Continue the news report on the Nagorno-Karabakh blockade, beginning right after its last sentence.

▸ EXTRACT TO READ
----
Armenia on Thursday accused arch-foe Azerbaijan of conducting a “policy of ethnic cleansing” and forcing ethnic Armenians to leave the breakaway region of Nagorno-Karabakh.
Since mid-December, a group of Azerbaijanis has been blocking the only road into Karabakh from Armenia to protest what they claim is illegal mining causing environmental damage.
As a result, the mountainous region of some 120,000 people has been running short of food, medicines, and fuel.
On Thursday, Armenian Prime Minister Nikol Pashinyan accused Baku of exerting “economic and psychological pressure to provoke an exodus of Armenians from Karabakh.”
“This is a policy of ethnic cleansing,” he told a cabinet meeting in the capital Yerevan.
He said kindergartens, schools and universities remained closed in Karabakh due to the blockade, with thousands of students “being denied their fundamental right to education.”
Azerbaijani President Ilham Aliyev on Thursday rejected the accusation as “groundless, false, and absurd.”
He said Russian peacekeepers and the Red Cross had ensured the delivery of civilian goods to Karabakh.
“Thousands of civilian cars have entered and left Karabakh since December 12,” he told a newly appointed French ambassador.
Since December 12, Azerbaijani protesters who claim to be environmental activists opposed to illegal mining have occupied the Lachin corridor, a mountain road linking Karabakh to Armenia.
----
Stored items
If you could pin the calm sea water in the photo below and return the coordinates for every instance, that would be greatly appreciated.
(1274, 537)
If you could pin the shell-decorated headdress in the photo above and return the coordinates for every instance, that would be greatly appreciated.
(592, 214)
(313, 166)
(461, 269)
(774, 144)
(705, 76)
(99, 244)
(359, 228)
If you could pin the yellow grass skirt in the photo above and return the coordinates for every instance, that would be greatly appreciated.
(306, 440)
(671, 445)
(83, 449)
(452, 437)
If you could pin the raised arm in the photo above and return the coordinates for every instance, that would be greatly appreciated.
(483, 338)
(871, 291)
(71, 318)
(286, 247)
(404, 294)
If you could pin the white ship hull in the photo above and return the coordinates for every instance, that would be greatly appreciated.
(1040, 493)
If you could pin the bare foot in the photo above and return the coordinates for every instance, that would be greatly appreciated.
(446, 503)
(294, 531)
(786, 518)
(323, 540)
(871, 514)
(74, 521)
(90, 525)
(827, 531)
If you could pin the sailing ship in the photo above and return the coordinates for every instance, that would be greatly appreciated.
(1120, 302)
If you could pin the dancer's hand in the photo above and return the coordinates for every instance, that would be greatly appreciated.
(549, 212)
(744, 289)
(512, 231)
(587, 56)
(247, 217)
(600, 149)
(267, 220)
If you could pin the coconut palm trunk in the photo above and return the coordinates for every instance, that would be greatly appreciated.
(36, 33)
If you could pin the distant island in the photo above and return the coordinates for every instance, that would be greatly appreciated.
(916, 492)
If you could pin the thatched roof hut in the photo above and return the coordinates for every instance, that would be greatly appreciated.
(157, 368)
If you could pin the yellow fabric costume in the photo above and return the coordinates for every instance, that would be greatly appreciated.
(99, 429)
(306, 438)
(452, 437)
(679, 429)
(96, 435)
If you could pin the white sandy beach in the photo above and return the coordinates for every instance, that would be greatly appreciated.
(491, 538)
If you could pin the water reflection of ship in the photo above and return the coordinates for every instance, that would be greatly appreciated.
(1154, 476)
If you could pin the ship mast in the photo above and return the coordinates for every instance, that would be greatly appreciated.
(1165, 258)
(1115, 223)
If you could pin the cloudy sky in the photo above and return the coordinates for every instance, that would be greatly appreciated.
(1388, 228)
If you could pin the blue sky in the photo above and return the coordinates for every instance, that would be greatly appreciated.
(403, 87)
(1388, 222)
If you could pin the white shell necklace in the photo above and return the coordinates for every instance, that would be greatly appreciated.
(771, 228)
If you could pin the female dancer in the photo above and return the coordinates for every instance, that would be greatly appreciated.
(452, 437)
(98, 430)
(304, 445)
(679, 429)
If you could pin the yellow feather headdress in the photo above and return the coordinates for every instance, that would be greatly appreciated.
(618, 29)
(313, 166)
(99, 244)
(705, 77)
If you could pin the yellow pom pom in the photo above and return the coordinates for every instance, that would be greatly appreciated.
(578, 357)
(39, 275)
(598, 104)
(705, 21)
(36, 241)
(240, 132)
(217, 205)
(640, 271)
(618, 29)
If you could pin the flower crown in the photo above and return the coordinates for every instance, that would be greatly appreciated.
----
▸ YOUR RESPONSE
On Monday, US Secretary of State Antony Blinken urged Aliyev to reopen the Lachin corridor, and the European Union the same day launched a mission to help monitor Armenia’s volatile border with Azerbaijan.
When the Soviet Union collapsed in 1991, ethnic Armenian separatists in Karabakh broke away from Azerbaijan. The ensuing conflict claimed around 30,000 lives.
Another flare-up in violence in 2020 claimed more than 6,500 lives and ended with a Russian-brokered truce that saw Armenia cede territories it had controlled for decades.
Armenia has voiced dismay at what it sees as Moscow’s failure to prevent persisting tensions in the region including the Lachin blockade.
Moscow has sought to maintain its role as a powerbroker between the ex-Soviet republics despite being bogged down in its offensive in pro-Western Ukraine.